THE EXERCISE: Please gather every line in the entries below that contains the word "woman" and list those lines in order.

***

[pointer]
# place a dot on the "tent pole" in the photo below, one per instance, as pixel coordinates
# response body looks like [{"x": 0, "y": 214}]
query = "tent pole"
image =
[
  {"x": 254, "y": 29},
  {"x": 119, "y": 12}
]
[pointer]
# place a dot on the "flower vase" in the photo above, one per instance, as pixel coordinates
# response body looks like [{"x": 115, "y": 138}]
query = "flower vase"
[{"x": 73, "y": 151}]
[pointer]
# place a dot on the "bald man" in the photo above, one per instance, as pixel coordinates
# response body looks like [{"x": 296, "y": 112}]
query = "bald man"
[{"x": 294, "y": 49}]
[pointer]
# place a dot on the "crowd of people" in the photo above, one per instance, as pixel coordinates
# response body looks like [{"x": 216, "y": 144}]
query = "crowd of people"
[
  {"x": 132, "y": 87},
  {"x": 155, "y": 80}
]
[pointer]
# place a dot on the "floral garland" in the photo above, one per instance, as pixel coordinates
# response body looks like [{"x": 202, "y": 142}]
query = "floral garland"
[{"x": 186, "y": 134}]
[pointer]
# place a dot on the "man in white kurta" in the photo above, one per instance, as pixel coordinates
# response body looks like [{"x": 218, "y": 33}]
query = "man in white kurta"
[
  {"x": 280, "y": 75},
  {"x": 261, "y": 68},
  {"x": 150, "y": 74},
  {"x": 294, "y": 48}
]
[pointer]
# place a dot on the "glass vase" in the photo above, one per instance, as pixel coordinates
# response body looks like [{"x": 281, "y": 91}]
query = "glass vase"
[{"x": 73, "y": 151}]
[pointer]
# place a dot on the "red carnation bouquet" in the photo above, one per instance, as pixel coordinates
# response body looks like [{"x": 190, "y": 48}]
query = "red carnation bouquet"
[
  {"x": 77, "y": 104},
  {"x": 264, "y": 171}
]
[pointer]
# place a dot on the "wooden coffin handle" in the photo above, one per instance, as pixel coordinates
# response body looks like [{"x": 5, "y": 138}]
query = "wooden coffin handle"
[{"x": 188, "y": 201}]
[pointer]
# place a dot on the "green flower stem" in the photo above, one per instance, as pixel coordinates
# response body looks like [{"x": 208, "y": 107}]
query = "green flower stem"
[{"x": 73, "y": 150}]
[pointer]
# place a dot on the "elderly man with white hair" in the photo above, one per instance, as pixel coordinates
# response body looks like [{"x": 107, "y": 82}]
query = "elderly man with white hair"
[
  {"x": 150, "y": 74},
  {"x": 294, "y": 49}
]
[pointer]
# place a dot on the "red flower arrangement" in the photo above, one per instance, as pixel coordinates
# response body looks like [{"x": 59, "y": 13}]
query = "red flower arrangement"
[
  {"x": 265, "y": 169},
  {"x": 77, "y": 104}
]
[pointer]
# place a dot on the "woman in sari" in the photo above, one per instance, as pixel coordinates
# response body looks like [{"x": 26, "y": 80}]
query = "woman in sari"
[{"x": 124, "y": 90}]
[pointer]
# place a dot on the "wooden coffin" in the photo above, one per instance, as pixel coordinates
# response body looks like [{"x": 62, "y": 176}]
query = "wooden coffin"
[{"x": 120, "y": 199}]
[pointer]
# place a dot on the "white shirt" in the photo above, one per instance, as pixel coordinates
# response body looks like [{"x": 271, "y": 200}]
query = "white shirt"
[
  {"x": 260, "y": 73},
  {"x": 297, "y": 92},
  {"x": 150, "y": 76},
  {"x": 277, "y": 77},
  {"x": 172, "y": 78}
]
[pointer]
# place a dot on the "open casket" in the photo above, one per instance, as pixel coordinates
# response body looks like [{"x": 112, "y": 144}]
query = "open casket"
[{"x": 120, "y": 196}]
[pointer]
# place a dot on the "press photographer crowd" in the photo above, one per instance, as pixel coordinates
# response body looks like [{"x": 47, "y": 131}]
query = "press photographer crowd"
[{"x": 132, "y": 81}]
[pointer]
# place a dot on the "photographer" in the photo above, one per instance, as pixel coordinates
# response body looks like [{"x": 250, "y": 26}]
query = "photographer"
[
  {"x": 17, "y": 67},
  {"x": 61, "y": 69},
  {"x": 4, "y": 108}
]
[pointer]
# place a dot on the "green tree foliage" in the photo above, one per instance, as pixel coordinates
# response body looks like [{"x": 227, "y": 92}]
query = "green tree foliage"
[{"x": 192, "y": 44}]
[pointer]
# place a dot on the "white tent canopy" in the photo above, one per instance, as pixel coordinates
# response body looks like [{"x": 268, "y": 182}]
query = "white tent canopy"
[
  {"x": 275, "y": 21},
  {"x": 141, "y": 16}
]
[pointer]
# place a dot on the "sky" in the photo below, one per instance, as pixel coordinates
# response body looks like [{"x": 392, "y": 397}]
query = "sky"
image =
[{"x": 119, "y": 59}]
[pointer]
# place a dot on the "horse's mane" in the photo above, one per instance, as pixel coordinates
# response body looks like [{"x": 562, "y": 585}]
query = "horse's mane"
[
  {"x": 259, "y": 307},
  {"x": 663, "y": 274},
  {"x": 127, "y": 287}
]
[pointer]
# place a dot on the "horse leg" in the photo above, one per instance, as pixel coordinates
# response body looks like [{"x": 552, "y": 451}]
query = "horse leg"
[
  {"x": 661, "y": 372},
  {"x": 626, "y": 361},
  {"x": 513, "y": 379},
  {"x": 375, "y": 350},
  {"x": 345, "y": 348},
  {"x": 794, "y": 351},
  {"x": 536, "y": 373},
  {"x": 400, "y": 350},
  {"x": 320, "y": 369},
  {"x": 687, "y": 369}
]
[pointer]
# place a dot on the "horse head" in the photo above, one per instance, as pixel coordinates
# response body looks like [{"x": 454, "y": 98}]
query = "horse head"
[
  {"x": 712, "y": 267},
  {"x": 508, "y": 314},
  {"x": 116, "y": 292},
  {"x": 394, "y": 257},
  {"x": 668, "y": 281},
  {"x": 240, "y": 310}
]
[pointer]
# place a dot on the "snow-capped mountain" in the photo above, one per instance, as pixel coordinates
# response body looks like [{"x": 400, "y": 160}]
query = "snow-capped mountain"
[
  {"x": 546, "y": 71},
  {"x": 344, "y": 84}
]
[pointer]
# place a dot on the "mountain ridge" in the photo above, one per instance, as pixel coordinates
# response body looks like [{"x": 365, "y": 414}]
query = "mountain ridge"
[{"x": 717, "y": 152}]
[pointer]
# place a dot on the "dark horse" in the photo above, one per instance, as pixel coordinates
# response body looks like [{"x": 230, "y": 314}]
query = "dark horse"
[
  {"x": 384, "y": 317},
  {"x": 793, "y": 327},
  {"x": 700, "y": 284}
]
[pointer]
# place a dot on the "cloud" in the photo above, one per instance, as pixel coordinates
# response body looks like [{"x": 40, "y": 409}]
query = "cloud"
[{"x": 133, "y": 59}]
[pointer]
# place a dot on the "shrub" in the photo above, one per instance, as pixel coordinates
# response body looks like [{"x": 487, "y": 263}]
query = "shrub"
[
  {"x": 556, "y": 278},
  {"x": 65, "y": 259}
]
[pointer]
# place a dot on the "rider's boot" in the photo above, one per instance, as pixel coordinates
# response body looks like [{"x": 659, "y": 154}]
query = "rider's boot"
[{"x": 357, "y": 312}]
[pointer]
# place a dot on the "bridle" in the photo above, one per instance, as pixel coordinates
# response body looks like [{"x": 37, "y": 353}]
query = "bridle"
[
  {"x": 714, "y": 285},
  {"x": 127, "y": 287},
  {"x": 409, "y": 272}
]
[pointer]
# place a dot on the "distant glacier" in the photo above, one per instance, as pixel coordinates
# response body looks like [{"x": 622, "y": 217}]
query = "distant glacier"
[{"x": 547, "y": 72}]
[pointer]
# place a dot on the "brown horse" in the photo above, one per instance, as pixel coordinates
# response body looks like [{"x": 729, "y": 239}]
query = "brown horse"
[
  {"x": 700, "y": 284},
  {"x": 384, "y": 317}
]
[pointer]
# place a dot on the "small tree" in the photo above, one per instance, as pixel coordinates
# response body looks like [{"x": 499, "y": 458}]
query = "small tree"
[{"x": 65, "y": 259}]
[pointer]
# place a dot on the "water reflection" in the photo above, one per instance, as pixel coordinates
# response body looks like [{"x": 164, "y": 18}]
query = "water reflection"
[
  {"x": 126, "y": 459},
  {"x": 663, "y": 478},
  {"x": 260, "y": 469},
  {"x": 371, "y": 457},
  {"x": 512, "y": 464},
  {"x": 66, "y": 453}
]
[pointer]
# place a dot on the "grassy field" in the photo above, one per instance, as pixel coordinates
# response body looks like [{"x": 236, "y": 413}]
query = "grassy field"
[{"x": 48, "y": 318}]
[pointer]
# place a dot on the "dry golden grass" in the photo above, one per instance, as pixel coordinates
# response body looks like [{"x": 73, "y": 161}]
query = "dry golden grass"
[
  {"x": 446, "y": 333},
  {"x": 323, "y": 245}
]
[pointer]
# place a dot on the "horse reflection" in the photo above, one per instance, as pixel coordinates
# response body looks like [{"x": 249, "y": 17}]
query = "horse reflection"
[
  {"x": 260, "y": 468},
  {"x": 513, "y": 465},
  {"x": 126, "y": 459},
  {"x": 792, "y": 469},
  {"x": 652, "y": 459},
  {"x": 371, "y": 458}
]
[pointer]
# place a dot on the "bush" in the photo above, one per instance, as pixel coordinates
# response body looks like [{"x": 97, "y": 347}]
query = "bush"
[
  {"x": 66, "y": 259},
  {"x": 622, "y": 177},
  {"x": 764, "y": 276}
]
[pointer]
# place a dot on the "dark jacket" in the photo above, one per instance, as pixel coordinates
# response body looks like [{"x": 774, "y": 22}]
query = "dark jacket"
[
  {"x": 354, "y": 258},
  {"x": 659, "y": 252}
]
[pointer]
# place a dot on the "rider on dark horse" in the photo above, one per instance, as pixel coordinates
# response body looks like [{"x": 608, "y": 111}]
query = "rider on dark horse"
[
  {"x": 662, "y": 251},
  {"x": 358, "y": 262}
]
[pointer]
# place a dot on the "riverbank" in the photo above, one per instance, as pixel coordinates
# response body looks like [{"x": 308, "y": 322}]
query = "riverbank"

***

WRITTEN ANSWER:
# place a dot on the "woman in sari" in the photo above, one per instance, as pixel coordinates
query = "woman in sari"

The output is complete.